▶ STUDY TEXT:
=== Begin Enclosure ===
We used the clusterONE algorithm [72] through Cytoscape [73] to determine the boundaries between each cluster in our SSNs. We identified 232 clusters in the full-length sequence SSN and 221 clusters in the GNAT domain SSN. Since the results for both networks are highly similar, we opted to use the full-sequence SSN for further analyses. When applying clusterONE to SSNs, we used the percentage of sequence identity as edge weight to make sure that clusters are identified based on a reliable measure of similarity. Dense regions thus correspond to very similar sequences. We also observe that, with few exceptions, known acetyltransferases of one particular function never appear in multiple clusters. We can thus reasonably assume that the clusters in our SSN are isofunctional.
=== End Enclosure ===
▶ WORK REQUEST A:
Quote the part of the clustering passage that opens with the words containing "We used the clusterONE" and closes with "SSN are isofunctional.".
▶ WORK REQUEST B:
List every number in the clustering passage, including the bracketed citation numbers.
Rely only on the clustering passage for your answers.

▶ SUPPLIED INFORMATION:
=== Begin Enclosure ===
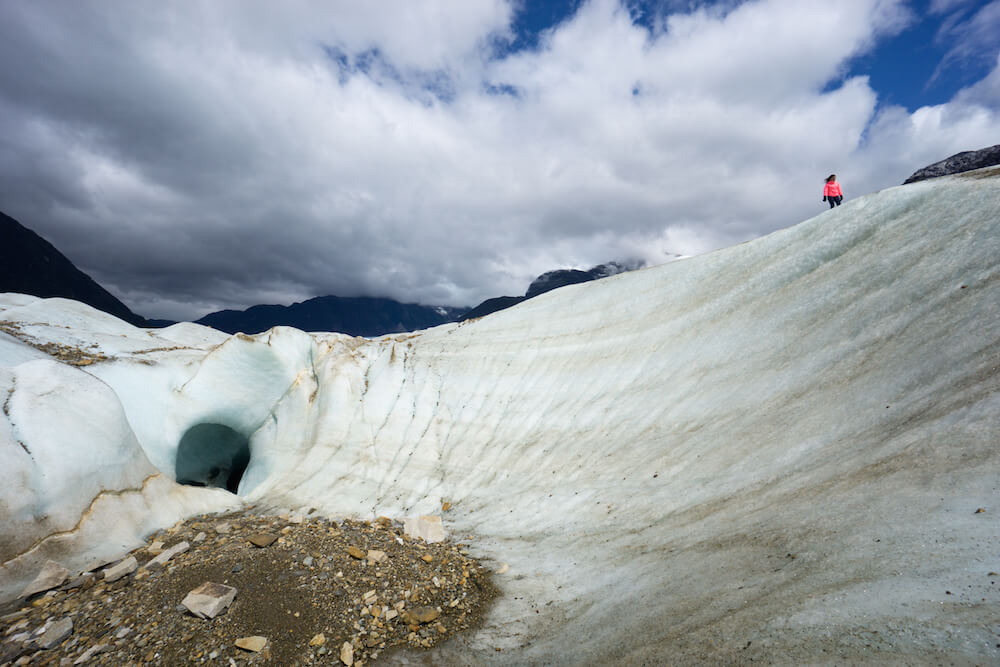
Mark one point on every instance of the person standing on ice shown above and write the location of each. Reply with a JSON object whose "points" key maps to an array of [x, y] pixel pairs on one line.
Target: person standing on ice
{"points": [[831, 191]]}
=== End Enclosure ===
=== Begin Enclosure ===
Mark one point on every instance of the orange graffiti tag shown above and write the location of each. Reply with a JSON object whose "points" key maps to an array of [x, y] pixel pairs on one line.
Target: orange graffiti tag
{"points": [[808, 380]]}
=== End Enclosure ===
▶ WRITTEN REPLY A:
We used the clusterONE algorithm [72] through Cytoscape [73] to determine the boundaries between each cluster in our SSNs. We identified 232 clusters in the full-length sequence SSN and 221 clusters in the GNAT domain SSN. Since the results for both networks are highly similar, we opted to use the full-sequence SSN for further analyses. When applying clusterONE to SSNs, we used the percentage of sequence identity as edge weight to make sure that clusters are identified based on a reliable measure of similarity. Dense regions thus correspond to very similar sequences. We also observe that, with few exceptions, known acetyltransferases of one particular function never appear in multiple clusters. We can thus reasonably assume that the clusters in our SSN are isofunctional.

▶ WRITTEN REPLY B:
72, 73, 232, 221